Saved entries:
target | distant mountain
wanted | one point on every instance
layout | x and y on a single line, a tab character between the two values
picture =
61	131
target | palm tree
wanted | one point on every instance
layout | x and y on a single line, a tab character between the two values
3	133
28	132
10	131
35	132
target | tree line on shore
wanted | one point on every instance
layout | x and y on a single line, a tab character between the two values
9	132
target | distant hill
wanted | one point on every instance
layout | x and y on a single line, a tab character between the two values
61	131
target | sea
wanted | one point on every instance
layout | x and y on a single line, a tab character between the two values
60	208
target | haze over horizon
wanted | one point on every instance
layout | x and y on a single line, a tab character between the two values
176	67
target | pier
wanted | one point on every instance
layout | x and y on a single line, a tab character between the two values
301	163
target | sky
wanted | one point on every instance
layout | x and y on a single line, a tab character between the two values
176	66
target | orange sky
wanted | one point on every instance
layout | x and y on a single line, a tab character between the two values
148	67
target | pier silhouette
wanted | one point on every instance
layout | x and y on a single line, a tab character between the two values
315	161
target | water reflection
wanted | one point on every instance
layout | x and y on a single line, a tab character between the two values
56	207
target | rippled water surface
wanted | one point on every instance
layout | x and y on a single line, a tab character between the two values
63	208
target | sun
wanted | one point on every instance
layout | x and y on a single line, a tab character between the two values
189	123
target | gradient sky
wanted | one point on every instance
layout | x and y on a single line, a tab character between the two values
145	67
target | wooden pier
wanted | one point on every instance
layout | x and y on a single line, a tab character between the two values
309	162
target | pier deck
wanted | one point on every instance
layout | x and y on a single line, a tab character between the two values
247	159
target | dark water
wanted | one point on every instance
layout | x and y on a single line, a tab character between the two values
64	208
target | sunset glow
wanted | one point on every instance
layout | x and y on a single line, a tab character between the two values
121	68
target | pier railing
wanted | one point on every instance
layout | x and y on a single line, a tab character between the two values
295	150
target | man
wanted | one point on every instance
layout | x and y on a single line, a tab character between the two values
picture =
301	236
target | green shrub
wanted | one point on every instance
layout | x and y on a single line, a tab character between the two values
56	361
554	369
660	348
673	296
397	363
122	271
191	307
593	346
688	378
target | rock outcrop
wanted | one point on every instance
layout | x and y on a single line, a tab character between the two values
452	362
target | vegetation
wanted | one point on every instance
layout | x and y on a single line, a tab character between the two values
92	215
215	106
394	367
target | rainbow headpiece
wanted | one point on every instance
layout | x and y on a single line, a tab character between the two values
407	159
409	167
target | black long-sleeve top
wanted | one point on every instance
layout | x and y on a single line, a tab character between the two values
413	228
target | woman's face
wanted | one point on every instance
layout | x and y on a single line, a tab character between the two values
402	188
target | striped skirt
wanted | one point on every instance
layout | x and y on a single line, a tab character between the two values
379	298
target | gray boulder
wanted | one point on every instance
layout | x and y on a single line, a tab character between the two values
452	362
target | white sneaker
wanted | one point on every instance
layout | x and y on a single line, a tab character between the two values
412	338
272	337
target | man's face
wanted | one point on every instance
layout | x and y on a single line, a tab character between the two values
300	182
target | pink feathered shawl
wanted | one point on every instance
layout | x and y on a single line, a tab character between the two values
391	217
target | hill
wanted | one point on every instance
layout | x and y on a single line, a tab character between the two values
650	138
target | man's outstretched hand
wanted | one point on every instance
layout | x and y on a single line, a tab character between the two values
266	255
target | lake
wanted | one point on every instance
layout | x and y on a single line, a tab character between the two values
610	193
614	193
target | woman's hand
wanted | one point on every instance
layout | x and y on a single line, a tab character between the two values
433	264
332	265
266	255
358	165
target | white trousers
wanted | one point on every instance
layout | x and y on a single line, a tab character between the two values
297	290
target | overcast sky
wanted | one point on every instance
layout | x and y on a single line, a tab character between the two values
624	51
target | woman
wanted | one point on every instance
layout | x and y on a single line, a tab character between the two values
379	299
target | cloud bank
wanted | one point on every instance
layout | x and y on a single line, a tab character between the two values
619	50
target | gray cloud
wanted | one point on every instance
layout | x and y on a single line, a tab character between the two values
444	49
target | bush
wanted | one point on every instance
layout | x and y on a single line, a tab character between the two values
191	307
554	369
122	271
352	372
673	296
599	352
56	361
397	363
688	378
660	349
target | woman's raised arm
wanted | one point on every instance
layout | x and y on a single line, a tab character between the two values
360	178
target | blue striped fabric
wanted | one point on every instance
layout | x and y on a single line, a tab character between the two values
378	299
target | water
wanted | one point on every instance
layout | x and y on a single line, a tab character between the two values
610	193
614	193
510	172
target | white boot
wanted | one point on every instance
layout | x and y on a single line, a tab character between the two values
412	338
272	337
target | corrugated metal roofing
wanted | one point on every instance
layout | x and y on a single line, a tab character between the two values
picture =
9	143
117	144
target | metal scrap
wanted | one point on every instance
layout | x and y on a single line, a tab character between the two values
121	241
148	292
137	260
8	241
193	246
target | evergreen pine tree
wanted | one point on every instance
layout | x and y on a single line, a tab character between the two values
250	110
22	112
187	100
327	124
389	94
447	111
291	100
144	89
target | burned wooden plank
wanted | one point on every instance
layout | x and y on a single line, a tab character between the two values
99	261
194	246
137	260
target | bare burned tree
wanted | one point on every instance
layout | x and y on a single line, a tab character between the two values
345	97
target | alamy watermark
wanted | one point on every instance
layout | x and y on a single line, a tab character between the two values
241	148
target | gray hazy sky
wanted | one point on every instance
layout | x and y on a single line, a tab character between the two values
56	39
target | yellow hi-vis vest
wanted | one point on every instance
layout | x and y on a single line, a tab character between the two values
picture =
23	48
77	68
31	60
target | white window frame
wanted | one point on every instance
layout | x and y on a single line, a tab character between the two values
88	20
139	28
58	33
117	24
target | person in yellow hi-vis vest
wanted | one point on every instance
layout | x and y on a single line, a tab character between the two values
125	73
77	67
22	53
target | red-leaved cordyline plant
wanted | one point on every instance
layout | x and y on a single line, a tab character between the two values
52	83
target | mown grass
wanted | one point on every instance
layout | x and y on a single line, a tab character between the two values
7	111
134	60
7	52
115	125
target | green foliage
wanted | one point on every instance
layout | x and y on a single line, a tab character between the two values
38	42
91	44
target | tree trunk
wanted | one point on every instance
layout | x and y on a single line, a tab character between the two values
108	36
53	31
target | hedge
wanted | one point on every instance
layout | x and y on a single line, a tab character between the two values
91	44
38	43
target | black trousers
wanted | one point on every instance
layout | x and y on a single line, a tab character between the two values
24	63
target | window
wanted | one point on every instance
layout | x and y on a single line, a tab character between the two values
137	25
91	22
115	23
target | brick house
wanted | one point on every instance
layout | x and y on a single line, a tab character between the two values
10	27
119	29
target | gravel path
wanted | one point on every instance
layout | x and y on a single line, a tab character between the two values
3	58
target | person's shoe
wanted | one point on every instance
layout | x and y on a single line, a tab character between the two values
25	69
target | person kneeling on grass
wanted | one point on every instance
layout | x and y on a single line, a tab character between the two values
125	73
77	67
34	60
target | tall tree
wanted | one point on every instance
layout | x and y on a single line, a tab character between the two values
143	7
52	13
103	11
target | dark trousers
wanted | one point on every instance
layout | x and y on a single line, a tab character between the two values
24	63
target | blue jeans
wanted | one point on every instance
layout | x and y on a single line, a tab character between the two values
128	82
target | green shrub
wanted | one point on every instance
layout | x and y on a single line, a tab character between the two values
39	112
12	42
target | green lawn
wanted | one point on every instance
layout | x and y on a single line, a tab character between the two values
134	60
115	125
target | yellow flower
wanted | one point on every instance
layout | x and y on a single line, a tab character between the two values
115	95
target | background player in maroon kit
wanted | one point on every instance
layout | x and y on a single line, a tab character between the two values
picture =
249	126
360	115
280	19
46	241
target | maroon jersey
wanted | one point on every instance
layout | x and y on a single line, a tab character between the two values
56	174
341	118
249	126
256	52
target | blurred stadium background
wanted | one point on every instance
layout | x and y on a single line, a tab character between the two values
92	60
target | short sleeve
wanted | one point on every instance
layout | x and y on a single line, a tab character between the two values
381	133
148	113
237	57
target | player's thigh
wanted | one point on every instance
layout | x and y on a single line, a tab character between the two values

**How to complete this task**
Give the count of lines in the data above holding the word "black", and nothing beyond it.

**Exercise answer**
2